[Excerpts from a location annotation dataset]
*****

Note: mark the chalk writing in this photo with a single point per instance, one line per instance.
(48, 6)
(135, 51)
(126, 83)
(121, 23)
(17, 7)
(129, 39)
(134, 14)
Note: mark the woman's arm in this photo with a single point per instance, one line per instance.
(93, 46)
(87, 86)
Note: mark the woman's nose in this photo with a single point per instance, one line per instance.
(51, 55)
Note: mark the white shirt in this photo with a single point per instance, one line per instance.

*****

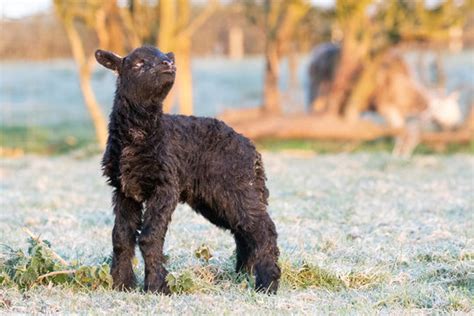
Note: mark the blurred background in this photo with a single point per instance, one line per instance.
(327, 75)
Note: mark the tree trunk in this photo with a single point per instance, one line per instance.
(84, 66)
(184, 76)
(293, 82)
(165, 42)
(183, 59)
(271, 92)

*****

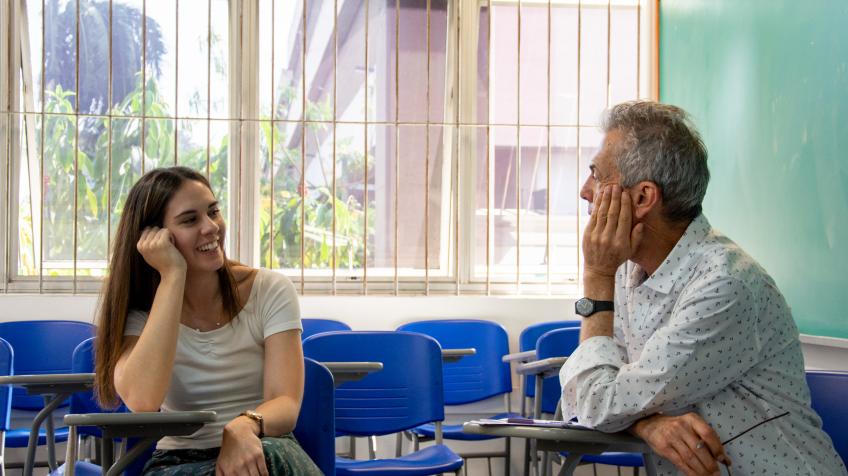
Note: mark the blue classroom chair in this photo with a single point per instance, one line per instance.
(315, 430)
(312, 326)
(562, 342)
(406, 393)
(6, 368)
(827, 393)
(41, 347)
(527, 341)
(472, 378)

*****

Please find each line in the items above that contains the string 'single' and copy those lines out in full.

Note: mark the chalk writing in this photo with a single point per instance, one line per instance.
Note: mark the woman's arm in this photo with a single point per instance, one line per instance.
Note: mark the woman's nose in this photo with a single point per instance, one line per instance.
Note: mark the white shirt in this photo with a single point per instance, one line per instance.
Note: mark the blurred background in this photo with a single point per instance, one line per instance.
Note: mark the tree trunk in this photo with a single point per instance, one line per instance.
Note: mark the blue classroom chair in this photo with a single point per instance, one line per instance.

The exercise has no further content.